The tasks:
1. Do these statements agree with the mod_rewrite message? Answer yes or no for each, quoting the words from the message that decide it. (a) The bug was reportedly fixed in version 2.0.30. (b) The writer tested only under version 2.2.3. (c) PATH_INFO is appended to the URI after all RewriteRules have been processed.
2. Which Apache version numbers appear in the mod_rewrite message? List every one.
3. Can you carry the mod_rewrite message on from its last line?

Document excerpt:

------------

On Apr 21, 2008, at 08:54, Aleksander Budzynowski wrote:


Hi,
 
The behaviour I'm seeing resemebles the bug described here: http://archive.apache.org/gnats/7879 Reportedly it was fixed in 2.0.30. However, testing under both 2.2.3 and 2.0.61 I get the same sort of problem.
 
Essentially, PATH_INFO is appended to the end of the URI before each RewriteRule is processed. If more than one RewriteRule match, you can end up with redundant garbage at the end of the URI.
 
Let's consider a rule designed to turn all underscores into hyphens (done in a per-directory context, i.e. .htaccess file):
 
RewriteEngine On
#Convert _ to - (N flag ensures that all underscores get converted)

------------

Named-object pointing listing:
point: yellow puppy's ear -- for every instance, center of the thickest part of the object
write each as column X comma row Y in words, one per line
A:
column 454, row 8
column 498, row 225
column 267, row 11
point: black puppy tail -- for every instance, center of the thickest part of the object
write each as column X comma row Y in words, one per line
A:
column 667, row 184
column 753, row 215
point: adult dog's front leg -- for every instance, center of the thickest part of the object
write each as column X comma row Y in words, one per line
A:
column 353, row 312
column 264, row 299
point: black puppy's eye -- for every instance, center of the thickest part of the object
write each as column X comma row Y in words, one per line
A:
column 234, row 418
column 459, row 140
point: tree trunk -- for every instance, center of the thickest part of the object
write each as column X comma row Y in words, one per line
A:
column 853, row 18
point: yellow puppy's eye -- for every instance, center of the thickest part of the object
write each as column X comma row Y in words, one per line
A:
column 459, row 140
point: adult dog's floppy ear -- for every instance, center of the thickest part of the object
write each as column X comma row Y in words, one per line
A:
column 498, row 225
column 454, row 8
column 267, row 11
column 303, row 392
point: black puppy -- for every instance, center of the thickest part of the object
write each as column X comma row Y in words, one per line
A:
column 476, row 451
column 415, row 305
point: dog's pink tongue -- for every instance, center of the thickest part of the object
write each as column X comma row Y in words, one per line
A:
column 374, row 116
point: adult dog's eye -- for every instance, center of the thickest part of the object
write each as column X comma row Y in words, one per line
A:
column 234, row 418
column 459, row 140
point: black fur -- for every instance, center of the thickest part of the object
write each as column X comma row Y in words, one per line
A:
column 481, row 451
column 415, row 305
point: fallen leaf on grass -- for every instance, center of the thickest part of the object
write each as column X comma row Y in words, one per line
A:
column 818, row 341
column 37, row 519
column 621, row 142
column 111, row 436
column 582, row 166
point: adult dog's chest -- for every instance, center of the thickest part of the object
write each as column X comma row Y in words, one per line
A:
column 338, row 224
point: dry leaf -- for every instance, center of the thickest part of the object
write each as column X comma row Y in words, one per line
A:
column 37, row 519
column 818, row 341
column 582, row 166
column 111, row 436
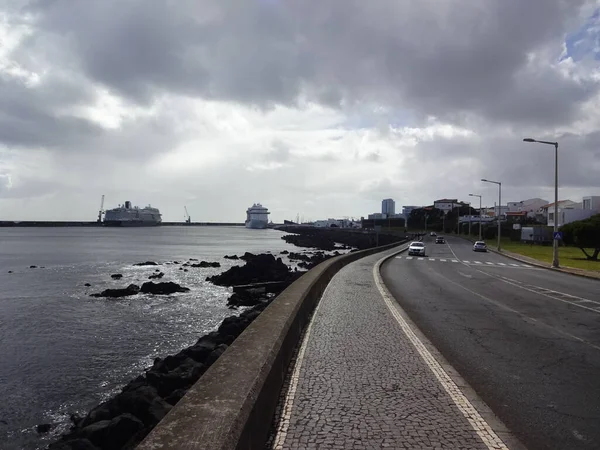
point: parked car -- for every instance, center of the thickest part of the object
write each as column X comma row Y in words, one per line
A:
column 479, row 246
column 416, row 248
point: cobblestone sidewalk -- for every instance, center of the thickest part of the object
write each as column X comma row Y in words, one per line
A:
column 359, row 382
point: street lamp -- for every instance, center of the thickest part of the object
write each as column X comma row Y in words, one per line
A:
column 554, row 241
column 476, row 195
column 499, row 205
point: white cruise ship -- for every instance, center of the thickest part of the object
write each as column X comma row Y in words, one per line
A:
column 126, row 216
column 257, row 216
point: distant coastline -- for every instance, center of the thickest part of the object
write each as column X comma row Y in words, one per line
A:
column 47, row 223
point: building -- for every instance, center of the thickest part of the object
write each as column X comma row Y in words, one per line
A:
column 446, row 204
column 591, row 203
column 388, row 207
column 530, row 206
column 406, row 210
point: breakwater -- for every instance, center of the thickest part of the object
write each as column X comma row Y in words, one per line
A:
column 51, row 223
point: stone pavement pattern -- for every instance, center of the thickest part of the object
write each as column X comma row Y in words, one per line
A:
column 362, row 384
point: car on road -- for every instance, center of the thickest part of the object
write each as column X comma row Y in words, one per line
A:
column 416, row 248
column 479, row 246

------------

Results of the tasks:
1.
(a) Yes: "Reportedly it was fixed in 2.0.30."
(b) No: "testing under both 2.2.3 and 2.0.61"
(c) No: "PATH_INFO is appended to the end of the URI before each RewriteRule is processed."

2. 2.0.30, 2.2.3, 2.0.61

3.
RewriteRule ^(.*)_(.*) $1-$2 [N]
 
It seems innocent enough. But issue a request for
 
/_f_o_o_/bar
 
(where _f_o_o_ does not exist, placing '/bar' in PATH_INFO), and this gets rewritten to /-f-o-o-/bar/bar/bar/bar!
 
If you request /foo/_bar (assuming foo does not exist), then each new _bar will feed an extra underscore back into the mix, creating an infinite loop - even worse.
 
 
In the RewriteLog, one sees something like this before the application of each RewriteRule:
 
add path-info postfix: /rewritebase/_f_o_o_ -> /rewritebase/_f_o_o_/bar
 
although each time it accumulates an extra '/bar'.
 
 
This doesn't look right to me. Is it a bug? Or have I missed something obvious?
 

This does look pretty nasty. Can you try 1) testing with the latest versions, and 2) posting your RewriteLog so that we can see what process it's going through to do this? Given that that's an example from the documentation, one kind of hopes that it'll work correctly.




Also, I'm trying this out myself. Is it only on PATH_INFO, or is it also on existing file names?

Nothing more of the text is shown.